▶ **Dataset**:
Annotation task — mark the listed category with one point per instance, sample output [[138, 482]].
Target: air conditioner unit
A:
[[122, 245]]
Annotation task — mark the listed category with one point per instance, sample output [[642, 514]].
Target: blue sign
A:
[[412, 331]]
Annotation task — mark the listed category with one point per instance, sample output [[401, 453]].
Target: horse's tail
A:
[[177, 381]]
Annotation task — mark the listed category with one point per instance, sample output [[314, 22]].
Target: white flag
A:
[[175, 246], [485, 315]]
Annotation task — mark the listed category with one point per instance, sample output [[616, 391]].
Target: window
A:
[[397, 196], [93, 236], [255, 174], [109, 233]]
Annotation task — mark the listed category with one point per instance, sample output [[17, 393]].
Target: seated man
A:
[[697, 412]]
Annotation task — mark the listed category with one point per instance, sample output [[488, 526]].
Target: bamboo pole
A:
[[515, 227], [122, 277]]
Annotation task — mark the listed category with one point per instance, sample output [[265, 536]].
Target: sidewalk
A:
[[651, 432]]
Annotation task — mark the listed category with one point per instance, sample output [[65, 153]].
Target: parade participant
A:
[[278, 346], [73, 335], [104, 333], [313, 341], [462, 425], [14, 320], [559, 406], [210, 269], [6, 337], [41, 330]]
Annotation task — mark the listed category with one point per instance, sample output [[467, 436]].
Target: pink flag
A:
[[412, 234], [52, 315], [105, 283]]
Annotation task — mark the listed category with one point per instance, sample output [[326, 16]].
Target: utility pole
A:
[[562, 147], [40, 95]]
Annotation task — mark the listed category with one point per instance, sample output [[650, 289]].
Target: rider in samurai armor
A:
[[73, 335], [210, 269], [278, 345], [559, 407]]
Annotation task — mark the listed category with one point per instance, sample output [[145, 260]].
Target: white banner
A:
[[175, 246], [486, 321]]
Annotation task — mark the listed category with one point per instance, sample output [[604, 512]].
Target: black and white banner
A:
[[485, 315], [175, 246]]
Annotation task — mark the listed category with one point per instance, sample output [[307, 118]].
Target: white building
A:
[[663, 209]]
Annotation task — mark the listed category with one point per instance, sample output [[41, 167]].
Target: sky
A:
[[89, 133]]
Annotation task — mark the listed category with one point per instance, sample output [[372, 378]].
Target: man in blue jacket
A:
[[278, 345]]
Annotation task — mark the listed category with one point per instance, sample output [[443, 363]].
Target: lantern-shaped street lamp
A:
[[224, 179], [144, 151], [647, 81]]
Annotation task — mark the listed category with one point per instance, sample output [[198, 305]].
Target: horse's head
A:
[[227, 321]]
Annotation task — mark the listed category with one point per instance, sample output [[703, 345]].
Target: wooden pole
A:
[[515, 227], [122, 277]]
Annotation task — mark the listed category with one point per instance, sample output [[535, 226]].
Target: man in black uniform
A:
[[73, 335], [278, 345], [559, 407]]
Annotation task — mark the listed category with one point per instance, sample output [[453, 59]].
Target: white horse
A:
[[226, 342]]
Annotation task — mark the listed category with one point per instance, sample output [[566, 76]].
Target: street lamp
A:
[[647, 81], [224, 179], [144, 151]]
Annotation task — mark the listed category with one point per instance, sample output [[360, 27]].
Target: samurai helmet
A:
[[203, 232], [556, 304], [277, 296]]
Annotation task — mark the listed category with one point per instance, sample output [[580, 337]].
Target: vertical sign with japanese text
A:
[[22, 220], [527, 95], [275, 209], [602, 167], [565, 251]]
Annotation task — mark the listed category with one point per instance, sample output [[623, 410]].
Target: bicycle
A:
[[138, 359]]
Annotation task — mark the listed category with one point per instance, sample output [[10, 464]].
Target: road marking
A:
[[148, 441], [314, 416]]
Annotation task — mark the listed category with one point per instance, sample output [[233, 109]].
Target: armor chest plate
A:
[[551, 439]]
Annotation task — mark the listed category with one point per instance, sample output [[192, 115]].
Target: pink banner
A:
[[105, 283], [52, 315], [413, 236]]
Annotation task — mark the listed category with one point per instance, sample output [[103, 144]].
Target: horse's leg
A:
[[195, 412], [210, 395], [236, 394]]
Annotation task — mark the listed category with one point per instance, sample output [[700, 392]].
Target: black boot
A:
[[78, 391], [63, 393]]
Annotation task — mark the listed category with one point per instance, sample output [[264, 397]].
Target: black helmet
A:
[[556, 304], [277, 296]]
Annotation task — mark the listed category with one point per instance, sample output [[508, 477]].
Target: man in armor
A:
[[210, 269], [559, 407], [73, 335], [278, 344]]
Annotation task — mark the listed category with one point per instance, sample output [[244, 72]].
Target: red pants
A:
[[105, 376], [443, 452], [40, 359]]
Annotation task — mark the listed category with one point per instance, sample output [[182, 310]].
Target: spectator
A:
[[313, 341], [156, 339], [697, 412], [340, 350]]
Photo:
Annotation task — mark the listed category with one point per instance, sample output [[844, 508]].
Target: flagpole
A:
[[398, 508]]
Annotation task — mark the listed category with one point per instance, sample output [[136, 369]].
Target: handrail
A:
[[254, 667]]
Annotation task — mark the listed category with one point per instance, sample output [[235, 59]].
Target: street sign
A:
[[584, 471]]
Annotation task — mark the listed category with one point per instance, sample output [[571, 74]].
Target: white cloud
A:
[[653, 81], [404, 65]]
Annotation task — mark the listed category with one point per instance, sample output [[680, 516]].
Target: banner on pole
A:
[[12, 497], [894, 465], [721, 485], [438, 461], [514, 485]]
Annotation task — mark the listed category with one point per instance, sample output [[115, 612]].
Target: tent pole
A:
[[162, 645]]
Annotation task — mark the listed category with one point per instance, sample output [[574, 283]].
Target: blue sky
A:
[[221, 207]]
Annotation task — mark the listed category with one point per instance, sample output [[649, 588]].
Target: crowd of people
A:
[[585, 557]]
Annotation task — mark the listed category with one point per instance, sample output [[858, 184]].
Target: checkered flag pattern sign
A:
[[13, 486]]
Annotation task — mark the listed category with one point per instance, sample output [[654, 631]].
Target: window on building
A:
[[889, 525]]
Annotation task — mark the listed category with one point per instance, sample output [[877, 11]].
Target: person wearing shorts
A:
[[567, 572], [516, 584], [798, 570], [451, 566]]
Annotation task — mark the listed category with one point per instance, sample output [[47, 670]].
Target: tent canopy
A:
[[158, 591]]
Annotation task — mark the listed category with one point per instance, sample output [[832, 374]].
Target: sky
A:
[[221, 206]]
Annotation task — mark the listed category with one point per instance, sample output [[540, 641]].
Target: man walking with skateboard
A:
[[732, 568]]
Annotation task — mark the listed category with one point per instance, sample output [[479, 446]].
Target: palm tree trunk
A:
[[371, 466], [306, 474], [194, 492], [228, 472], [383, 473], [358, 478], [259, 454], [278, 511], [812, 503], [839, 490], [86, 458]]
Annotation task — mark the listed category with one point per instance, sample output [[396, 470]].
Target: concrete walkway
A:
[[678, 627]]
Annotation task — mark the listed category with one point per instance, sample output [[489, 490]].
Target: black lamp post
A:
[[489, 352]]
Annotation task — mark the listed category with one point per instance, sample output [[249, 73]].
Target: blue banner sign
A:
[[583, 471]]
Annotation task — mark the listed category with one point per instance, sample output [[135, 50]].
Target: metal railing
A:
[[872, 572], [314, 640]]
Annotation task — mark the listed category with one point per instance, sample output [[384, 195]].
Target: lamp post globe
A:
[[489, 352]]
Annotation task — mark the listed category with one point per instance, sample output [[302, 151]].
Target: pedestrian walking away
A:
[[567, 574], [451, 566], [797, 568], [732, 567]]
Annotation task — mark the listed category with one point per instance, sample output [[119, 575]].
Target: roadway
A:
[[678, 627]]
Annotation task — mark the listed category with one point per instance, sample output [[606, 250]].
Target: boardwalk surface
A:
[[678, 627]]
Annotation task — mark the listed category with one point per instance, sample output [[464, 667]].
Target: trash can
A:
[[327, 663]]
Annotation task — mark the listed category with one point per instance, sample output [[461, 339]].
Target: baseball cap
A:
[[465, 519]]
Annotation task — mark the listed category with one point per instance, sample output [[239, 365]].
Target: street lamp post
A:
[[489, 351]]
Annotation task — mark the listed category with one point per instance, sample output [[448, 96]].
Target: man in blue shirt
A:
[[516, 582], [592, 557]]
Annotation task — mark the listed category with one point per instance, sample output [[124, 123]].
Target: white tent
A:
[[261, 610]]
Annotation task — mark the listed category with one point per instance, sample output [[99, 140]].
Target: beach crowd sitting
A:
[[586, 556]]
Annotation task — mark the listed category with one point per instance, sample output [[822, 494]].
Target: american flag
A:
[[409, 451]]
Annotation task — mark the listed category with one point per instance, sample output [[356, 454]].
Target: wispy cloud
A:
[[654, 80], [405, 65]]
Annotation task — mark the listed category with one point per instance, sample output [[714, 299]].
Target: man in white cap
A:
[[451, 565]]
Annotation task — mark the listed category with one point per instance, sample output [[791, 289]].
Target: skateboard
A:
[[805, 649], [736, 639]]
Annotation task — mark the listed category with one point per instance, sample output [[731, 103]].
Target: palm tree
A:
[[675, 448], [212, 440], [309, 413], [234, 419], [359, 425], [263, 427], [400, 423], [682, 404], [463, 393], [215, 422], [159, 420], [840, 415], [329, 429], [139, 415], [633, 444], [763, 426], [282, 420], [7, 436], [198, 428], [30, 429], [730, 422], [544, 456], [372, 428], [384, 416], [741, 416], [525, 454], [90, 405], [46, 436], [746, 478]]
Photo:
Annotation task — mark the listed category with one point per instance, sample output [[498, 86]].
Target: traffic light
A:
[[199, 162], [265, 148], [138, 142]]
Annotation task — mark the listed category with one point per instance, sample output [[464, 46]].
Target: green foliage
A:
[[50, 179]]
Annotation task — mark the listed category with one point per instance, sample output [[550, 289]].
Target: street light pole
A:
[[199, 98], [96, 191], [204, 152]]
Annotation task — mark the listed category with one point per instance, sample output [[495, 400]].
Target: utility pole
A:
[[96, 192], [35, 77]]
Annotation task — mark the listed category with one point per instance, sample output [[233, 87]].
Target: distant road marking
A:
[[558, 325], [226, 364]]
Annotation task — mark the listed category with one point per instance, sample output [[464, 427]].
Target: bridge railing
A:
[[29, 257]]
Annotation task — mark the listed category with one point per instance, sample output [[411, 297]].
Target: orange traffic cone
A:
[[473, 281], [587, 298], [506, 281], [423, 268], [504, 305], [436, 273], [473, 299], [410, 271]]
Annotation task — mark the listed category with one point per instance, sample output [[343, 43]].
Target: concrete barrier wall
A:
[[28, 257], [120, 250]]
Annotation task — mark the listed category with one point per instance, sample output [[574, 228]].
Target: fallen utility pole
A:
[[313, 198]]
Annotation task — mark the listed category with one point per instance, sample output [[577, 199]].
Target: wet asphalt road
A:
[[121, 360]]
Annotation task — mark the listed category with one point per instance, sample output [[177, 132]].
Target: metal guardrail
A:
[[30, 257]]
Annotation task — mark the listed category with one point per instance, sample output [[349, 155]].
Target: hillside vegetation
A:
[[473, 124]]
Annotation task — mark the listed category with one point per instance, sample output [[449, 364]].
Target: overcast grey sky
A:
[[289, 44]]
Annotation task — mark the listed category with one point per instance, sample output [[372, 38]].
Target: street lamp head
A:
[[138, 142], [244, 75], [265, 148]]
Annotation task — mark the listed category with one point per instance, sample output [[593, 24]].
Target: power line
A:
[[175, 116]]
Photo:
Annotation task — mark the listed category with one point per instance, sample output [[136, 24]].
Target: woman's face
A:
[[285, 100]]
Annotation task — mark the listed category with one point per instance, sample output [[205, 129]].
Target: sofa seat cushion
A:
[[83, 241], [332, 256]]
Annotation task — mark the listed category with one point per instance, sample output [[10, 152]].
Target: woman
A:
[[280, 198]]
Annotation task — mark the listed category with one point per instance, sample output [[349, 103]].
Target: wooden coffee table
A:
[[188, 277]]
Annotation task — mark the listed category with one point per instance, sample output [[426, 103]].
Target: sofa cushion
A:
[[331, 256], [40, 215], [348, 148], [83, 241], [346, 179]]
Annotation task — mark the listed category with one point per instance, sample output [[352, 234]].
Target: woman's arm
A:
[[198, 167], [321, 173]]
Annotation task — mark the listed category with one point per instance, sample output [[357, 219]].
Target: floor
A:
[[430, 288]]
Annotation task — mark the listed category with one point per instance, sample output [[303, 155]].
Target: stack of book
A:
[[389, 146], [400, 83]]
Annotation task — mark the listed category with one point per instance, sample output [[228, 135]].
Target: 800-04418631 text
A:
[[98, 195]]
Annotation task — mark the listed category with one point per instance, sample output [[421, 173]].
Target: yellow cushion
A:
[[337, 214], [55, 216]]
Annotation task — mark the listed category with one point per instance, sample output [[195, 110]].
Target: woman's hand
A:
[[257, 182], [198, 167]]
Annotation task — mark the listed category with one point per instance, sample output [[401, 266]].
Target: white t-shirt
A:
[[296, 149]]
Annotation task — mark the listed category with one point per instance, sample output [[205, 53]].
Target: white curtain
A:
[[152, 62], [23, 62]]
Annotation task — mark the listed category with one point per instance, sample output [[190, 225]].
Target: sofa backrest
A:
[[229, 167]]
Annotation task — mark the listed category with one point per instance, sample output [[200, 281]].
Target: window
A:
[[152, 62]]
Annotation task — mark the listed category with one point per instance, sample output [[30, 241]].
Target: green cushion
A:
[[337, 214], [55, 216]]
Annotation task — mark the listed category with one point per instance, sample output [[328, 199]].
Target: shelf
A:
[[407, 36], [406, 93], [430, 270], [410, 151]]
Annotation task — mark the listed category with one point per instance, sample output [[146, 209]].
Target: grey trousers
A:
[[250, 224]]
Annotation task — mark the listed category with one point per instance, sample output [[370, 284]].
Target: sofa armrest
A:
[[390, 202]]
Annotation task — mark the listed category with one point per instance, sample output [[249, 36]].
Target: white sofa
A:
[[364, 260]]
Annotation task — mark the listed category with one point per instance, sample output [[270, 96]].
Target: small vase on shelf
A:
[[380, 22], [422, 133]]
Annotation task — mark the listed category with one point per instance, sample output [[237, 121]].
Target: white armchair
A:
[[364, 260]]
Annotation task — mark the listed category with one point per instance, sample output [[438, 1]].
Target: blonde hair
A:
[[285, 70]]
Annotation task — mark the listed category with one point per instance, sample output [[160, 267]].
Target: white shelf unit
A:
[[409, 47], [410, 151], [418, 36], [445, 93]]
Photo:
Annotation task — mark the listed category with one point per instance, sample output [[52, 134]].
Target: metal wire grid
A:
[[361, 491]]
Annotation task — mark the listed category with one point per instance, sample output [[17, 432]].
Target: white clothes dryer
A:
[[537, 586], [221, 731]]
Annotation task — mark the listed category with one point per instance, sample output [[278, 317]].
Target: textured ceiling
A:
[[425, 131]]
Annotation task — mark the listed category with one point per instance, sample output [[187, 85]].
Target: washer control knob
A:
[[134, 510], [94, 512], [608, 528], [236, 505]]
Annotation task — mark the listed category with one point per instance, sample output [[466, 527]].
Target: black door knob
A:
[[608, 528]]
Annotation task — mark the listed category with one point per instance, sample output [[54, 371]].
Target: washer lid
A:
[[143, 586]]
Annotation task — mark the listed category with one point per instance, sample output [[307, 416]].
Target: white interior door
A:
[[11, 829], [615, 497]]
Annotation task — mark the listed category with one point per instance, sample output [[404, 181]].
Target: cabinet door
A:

▶ **Stated problem**:
Reproduce the data above word for word, everything from the line containing "output [[566, 76]]." down to the line containing "[[105, 283], [52, 315], [413, 236]]", both of those lines included.

▶ **Exercise result**:
Annotation task — mark the listed category with one point per instance, sample output [[566, 76]].
Target: street lamp
A:
[[647, 81], [224, 179], [144, 151]]
Annotation task — mark the listed category with one point per instance, sample output [[360, 27]].
Target: samurai helmet
A:
[[203, 232], [556, 304], [277, 296]]
Annotation task — mark the listed category with one point per instance, sample output [[580, 337]].
Target: vertical sign with japanese text
A:
[[22, 220], [527, 95], [275, 209], [602, 167], [565, 251]]
Annotation task — mark the listed category with one point per instance, sample output [[623, 410]].
Target: bicycle
A:
[[138, 359]]
Annotation task — mark the listed category with one point per instance, sample output [[10, 464]].
Target: road marking
A:
[[148, 441], [314, 416]]
Annotation task — mark the listed category with one point per instance, sample output [[233, 109]].
Target: armor chest plate
A:
[[551, 439]]
Annotation task — mark the listed category with one point per instance, sample output [[192, 115]].
Target: pink banner
A:
[[105, 283], [52, 315], [413, 236]]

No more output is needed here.